- **TASK DESCRIPTION**
Your answer should repeat every line of the records below in which the word "Category" appears.

- **RECORDS FOR THIS EXERCISE**
□ □ □ □ □
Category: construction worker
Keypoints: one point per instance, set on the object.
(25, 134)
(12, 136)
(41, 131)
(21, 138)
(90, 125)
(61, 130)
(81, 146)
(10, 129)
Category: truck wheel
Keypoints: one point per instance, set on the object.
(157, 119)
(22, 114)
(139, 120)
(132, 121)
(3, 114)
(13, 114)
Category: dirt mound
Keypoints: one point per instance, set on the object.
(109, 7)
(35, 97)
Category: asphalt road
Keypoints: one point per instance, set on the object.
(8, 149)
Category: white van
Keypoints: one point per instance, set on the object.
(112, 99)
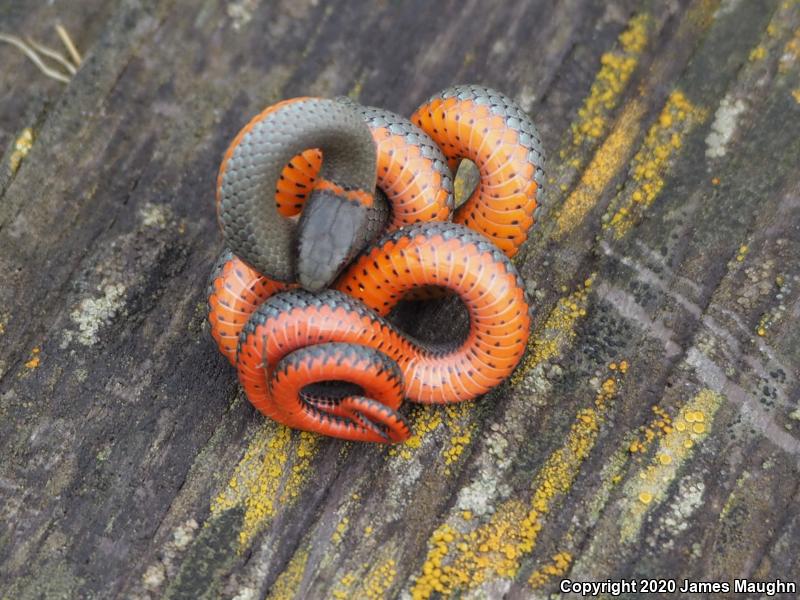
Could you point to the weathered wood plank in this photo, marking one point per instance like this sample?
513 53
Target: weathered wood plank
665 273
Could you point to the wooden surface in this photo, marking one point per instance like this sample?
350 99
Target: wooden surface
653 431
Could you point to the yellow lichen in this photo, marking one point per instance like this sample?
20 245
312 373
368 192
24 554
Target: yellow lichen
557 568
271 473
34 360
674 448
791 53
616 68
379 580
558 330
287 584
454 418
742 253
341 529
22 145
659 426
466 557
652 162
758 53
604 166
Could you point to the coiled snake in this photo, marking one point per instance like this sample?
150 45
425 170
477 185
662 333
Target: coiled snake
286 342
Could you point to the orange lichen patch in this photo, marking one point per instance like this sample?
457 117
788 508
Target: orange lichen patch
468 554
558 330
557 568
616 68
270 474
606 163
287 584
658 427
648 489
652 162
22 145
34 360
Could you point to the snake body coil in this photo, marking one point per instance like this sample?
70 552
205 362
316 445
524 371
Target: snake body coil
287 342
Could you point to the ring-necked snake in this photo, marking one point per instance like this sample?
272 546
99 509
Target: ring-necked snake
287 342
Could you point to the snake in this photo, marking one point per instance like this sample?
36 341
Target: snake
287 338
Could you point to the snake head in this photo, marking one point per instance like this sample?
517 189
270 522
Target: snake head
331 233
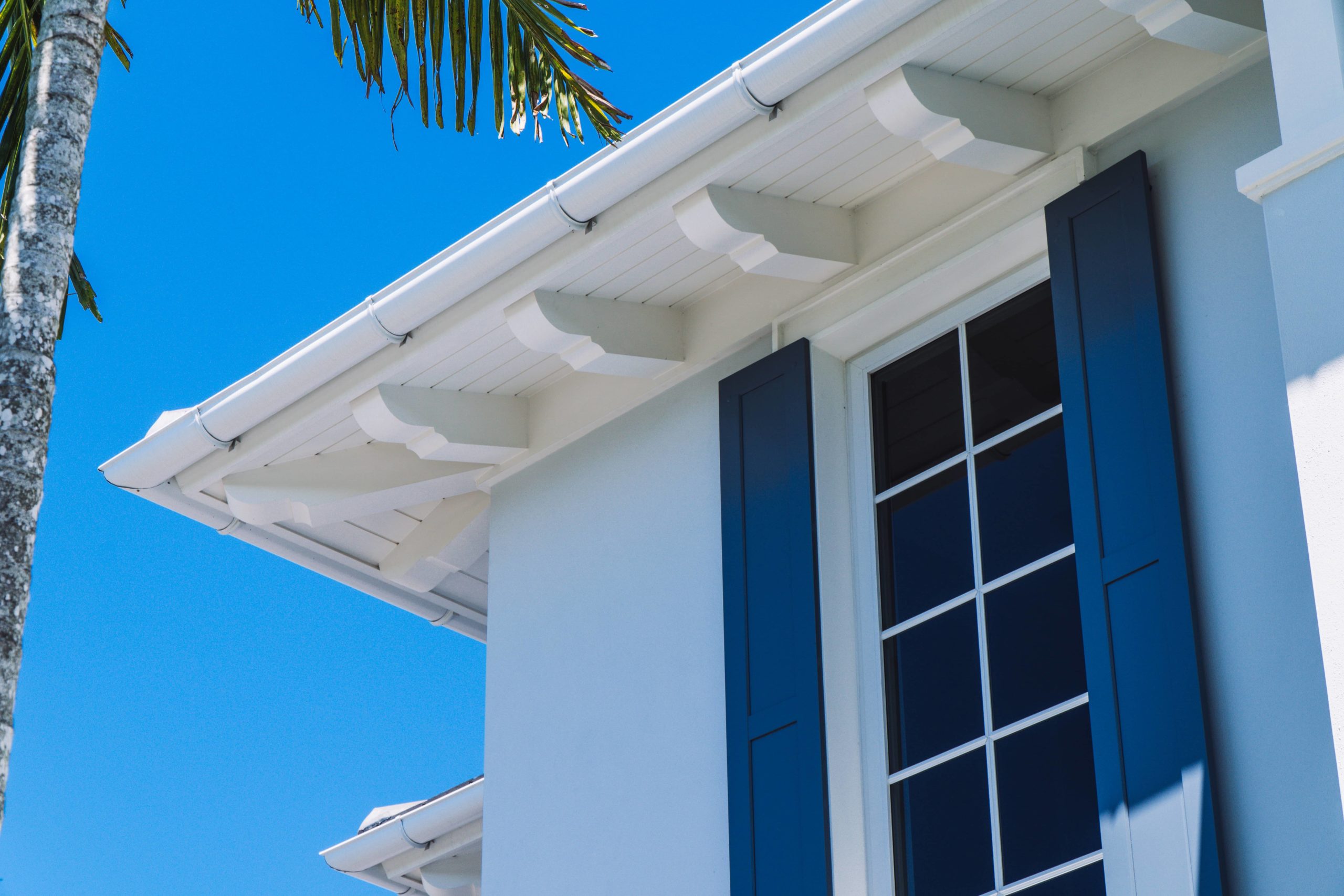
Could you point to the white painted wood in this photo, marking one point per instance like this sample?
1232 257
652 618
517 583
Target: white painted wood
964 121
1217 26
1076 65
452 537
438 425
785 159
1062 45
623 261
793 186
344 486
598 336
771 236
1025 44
□ □ □ □ □
- **ANSWER SECTION**
Category: construction worker
Category: truck wheel
Category: dirt mound
Category: asphalt road
Category: white van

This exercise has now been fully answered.